**Instructions for the task**
Repeat precisely, and only, the lines between the line containing "Phrase: bracelet" and the end of the listing below, both ends included.

%%

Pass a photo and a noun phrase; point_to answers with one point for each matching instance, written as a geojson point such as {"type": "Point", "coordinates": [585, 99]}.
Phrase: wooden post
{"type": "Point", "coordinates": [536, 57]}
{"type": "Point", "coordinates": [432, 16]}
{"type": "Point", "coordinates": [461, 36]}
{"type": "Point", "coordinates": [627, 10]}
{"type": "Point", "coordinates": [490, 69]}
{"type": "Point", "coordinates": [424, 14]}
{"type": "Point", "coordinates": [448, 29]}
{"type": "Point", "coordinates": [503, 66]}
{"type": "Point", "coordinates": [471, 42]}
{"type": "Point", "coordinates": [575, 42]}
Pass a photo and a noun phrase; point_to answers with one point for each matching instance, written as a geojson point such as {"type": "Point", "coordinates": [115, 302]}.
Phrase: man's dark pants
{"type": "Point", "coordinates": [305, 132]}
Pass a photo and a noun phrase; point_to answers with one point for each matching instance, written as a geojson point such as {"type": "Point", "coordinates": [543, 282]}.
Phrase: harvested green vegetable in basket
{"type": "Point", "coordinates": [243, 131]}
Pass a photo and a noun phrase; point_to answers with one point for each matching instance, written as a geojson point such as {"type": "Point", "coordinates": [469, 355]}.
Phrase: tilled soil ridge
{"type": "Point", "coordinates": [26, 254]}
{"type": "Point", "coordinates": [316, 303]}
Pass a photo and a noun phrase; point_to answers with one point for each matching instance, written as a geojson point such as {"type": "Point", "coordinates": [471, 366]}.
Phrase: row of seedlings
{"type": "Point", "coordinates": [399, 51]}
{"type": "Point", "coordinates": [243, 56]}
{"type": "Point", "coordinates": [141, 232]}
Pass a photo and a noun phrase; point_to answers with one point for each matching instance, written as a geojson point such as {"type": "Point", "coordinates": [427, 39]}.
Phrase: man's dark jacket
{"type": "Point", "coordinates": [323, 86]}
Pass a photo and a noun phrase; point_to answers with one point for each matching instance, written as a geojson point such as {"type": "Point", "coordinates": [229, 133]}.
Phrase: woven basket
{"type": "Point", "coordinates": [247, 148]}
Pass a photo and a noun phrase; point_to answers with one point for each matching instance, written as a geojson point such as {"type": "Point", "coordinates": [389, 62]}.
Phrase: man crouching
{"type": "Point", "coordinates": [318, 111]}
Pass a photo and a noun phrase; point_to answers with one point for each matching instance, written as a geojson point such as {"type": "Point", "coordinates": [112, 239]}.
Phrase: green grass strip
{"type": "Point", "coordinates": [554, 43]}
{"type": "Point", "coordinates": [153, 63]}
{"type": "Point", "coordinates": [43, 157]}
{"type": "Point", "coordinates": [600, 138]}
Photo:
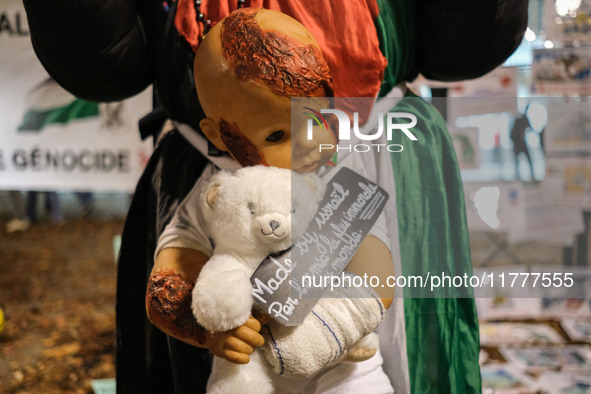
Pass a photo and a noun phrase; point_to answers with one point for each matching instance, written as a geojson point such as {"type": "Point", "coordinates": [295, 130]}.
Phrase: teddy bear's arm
{"type": "Point", "coordinates": [222, 298]}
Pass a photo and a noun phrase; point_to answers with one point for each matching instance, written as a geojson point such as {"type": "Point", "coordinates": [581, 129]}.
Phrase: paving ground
{"type": "Point", "coordinates": [57, 290]}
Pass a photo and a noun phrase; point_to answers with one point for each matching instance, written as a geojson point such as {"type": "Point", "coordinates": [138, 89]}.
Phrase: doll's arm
{"type": "Point", "coordinates": [96, 49]}
{"type": "Point", "coordinates": [339, 320]}
{"type": "Point", "coordinates": [463, 39]}
{"type": "Point", "coordinates": [374, 259]}
{"type": "Point", "coordinates": [168, 303]}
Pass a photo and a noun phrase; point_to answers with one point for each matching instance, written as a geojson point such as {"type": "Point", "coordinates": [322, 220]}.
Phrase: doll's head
{"type": "Point", "coordinates": [246, 70]}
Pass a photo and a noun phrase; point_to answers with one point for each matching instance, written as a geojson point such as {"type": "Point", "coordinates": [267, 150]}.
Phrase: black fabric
{"type": "Point", "coordinates": [459, 39]}
{"type": "Point", "coordinates": [97, 50]}
{"type": "Point", "coordinates": [144, 353]}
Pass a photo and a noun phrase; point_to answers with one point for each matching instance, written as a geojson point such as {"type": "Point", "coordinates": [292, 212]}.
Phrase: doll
{"type": "Point", "coordinates": [248, 115]}
{"type": "Point", "coordinates": [154, 42]}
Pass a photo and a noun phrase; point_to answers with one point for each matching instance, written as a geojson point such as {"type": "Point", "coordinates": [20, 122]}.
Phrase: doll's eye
{"type": "Point", "coordinates": [251, 208]}
{"type": "Point", "coordinates": [276, 136]}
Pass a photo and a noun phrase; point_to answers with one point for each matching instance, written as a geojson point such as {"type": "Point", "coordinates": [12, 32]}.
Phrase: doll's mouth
{"type": "Point", "coordinates": [272, 233]}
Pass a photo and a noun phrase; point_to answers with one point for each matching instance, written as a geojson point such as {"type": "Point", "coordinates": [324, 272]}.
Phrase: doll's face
{"type": "Point", "coordinates": [256, 128]}
{"type": "Point", "coordinates": [247, 102]}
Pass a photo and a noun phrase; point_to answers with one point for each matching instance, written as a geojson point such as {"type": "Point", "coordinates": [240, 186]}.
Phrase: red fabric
{"type": "Point", "coordinates": [345, 31]}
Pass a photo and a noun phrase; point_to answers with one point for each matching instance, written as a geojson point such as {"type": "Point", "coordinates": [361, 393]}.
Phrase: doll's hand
{"type": "Point", "coordinates": [238, 344]}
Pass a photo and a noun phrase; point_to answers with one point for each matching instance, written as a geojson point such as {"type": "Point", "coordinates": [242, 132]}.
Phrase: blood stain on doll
{"type": "Point", "coordinates": [169, 299]}
{"type": "Point", "coordinates": [239, 146]}
{"type": "Point", "coordinates": [283, 64]}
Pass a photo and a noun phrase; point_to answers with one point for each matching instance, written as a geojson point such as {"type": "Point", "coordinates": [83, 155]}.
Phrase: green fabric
{"type": "Point", "coordinates": [35, 120]}
{"type": "Point", "coordinates": [397, 34]}
{"type": "Point", "coordinates": [442, 333]}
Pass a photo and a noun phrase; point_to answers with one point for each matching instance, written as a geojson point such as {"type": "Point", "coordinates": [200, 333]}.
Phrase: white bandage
{"type": "Point", "coordinates": [340, 319]}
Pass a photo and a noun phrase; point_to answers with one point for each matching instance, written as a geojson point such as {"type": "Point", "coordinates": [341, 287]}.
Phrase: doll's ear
{"type": "Point", "coordinates": [211, 129]}
{"type": "Point", "coordinates": [211, 195]}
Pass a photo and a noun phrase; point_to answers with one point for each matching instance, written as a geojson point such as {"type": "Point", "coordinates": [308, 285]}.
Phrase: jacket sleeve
{"type": "Point", "coordinates": [96, 49]}
{"type": "Point", "coordinates": [463, 39]}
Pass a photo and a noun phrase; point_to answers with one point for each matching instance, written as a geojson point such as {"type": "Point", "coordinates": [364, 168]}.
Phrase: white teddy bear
{"type": "Point", "coordinates": [251, 214]}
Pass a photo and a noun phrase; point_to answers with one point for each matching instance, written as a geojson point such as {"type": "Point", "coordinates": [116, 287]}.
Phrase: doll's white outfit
{"type": "Point", "coordinates": [187, 229]}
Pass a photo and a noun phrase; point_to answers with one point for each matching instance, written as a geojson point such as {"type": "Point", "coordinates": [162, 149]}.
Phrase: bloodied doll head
{"type": "Point", "coordinates": [246, 70]}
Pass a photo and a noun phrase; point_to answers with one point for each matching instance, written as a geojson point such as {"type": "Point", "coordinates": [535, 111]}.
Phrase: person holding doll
{"type": "Point", "coordinates": [371, 48]}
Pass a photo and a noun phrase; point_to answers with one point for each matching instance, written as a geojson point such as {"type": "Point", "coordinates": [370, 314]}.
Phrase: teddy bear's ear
{"type": "Point", "coordinates": [211, 195]}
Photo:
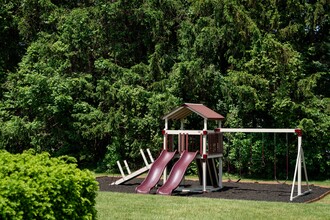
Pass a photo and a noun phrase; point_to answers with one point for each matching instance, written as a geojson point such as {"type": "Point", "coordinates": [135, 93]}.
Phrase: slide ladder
{"type": "Point", "coordinates": [136, 173]}
{"type": "Point", "coordinates": [177, 173]}
{"type": "Point", "coordinates": [155, 172]}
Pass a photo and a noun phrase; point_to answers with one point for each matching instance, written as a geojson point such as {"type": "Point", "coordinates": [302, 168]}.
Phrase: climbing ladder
{"type": "Point", "coordinates": [136, 173]}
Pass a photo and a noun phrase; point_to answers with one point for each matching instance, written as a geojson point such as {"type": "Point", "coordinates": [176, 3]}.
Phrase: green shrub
{"type": "Point", "coordinates": [36, 186]}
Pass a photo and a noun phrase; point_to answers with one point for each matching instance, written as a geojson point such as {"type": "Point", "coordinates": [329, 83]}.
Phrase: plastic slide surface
{"type": "Point", "coordinates": [177, 173]}
{"type": "Point", "coordinates": [155, 172]}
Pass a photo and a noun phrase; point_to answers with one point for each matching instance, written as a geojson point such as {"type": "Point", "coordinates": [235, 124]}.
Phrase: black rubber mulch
{"type": "Point", "coordinates": [230, 190]}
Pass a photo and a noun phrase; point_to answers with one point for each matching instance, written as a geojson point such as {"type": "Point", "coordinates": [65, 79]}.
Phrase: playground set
{"type": "Point", "coordinates": [203, 146]}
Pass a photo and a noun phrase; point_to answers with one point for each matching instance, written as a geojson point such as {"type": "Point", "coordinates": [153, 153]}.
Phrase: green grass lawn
{"type": "Point", "coordinates": [133, 206]}
{"type": "Point", "coordinates": [112, 205]}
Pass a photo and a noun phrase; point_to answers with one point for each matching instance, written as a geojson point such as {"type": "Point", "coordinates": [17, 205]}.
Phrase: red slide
{"type": "Point", "coordinates": [177, 173]}
{"type": "Point", "coordinates": [155, 172]}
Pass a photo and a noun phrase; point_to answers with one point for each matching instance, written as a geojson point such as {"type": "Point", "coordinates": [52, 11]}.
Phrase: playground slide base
{"type": "Point", "coordinates": [132, 175]}
{"type": "Point", "coordinates": [177, 173]}
{"type": "Point", "coordinates": [155, 172]}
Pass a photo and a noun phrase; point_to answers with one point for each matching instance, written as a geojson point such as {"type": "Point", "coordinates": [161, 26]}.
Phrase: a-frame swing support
{"type": "Point", "coordinates": [300, 161]}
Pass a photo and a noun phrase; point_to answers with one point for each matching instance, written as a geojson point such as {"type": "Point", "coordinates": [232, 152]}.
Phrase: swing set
{"type": "Point", "coordinates": [300, 161]}
{"type": "Point", "coordinates": [262, 160]}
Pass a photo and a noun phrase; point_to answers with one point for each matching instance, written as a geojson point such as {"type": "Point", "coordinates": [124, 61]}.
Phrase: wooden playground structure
{"type": "Point", "coordinates": [205, 147]}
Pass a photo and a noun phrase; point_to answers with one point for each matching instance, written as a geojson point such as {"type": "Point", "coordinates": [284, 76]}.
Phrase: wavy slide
{"type": "Point", "coordinates": [177, 173]}
{"type": "Point", "coordinates": [155, 172]}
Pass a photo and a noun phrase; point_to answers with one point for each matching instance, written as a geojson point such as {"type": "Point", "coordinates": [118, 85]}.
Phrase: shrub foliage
{"type": "Point", "coordinates": [36, 186]}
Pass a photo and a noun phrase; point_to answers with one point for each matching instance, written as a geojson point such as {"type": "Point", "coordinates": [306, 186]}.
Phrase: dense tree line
{"type": "Point", "coordinates": [92, 78]}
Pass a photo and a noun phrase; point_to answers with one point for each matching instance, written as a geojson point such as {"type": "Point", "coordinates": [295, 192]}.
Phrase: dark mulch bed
{"type": "Point", "coordinates": [231, 190]}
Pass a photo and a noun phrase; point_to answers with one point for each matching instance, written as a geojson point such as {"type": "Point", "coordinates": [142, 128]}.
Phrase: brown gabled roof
{"type": "Point", "coordinates": [188, 108]}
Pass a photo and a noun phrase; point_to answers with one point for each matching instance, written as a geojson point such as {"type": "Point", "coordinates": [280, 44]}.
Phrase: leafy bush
{"type": "Point", "coordinates": [36, 186]}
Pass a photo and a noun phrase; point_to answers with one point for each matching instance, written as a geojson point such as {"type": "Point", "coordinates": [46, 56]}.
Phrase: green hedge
{"type": "Point", "coordinates": [36, 186]}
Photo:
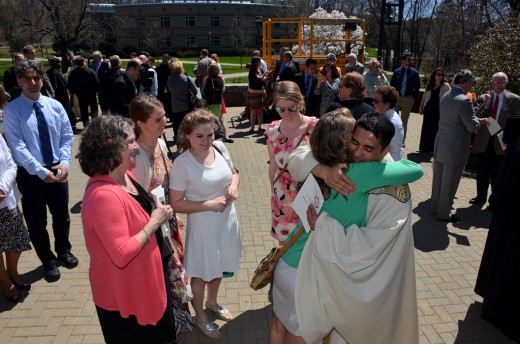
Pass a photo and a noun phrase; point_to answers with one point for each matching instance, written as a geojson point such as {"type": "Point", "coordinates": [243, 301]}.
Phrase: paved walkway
{"type": "Point", "coordinates": [448, 257]}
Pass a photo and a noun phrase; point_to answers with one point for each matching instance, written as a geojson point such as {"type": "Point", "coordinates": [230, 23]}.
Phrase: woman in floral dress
{"type": "Point", "coordinates": [153, 169]}
{"type": "Point", "coordinates": [283, 137]}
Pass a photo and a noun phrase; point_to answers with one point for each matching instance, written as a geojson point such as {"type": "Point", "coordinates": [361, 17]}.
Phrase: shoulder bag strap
{"type": "Point", "coordinates": [281, 171]}
{"type": "Point", "coordinates": [288, 244]}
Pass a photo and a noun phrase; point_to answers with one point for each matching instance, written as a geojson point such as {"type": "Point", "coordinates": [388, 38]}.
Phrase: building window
{"type": "Point", "coordinates": [191, 42]}
{"type": "Point", "coordinates": [190, 21]}
{"type": "Point", "coordinates": [214, 21]}
{"type": "Point", "coordinates": [214, 41]}
{"type": "Point", "coordinates": [141, 43]}
{"type": "Point", "coordinates": [165, 21]}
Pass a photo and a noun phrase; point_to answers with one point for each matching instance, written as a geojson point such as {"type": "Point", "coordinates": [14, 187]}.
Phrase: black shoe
{"type": "Point", "coordinates": [512, 334]}
{"type": "Point", "coordinates": [24, 286]}
{"type": "Point", "coordinates": [452, 218]}
{"type": "Point", "coordinates": [477, 200]}
{"type": "Point", "coordinates": [52, 274]}
{"type": "Point", "coordinates": [68, 260]}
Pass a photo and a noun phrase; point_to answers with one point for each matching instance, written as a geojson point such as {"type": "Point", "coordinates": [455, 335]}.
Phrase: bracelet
{"type": "Point", "coordinates": [147, 234]}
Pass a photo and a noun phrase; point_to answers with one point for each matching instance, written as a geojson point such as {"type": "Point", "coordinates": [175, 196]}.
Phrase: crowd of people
{"type": "Point", "coordinates": [345, 126]}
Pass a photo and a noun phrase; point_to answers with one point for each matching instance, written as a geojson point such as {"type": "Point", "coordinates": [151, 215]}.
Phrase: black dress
{"type": "Point", "coordinates": [430, 124]}
{"type": "Point", "coordinates": [117, 329]}
{"type": "Point", "coordinates": [498, 280]}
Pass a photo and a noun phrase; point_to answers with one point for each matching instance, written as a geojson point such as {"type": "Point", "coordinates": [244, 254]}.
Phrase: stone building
{"type": "Point", "coordinates": [222, 26]}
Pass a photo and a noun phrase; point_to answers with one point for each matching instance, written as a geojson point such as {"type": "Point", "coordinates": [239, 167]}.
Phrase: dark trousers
{"type": "Point", "coordinates": [489, 164]}
{"type": "Point", "coordinates": [37, 196]}
{"type": "Point", "coordinates": [84, 103]}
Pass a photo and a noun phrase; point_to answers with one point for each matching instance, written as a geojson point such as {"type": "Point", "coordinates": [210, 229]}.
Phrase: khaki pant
{"type": "Point", "coordinates": [404, 107]}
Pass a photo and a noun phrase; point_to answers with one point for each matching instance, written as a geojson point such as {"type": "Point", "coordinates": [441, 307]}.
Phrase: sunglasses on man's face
{"type": "Point", "coordinates": [293, 108]}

%%

**Task output**
Phrase: bracelet
{"type": "Point", "coordinates": [147, 234]}
Pass a photo and a noun phrase; point_to answers with one point for each matching instance, written as a geojson point such as {"type": "Point", "coordinates": [175, 196]}.
Phrase: crowd of people
{"type": "Point", "coordinates": [345, 126]}
Pass a photo and a noun phrase; point_to answers with one point for each matching instance, written as a geojson point such as {"type": "Point", "coordinates": [151, 215]}.
Phrase: black dress
{"type": "Point", "coordinates": [430, 124]}
{"type": "Point", "coordinates": [117, 329]}
{"type": "Point", "coordinates": [498, 280]}
Pass a photo and a noun phrase; point_to answers with one point for each matching instance, written as a geojson point such as {"type": "Point", "coordinates": [244, 254]}.
Phrase: stone building
{"type": "Point", "coordinates": [222, 26]}
Pass a photo and a noun phrase; point_to answers with one point for each matching instance, written as a geojson point such as {"type": "Point", "coordinates": [239, 167]}.
Phrase: dark trousers
{"type": "Point", "coordinates": [489, 164]}
{"type": "Point", "coordinates": [37, 196]}
{"type": "Point", "coordinates": [84, 103]}
Pass a photo and a noun phrase; point_to answers with one point for each matching instance, written as a geojson point such as {"type": "Point", "coordinates": [210, 229]}.
Phrase: khaki pant
{"type": "Point", "coordinates": [404, 107]}
Pass a photo and a noun phrase; point_to answers with one point for each matching instance, written as a geojson point such as {"type": "Point", "coordinates": [441, 307]}.
Phrase: sunglasses on man's face
{"type": "Point", "coordinates": [293, 108]}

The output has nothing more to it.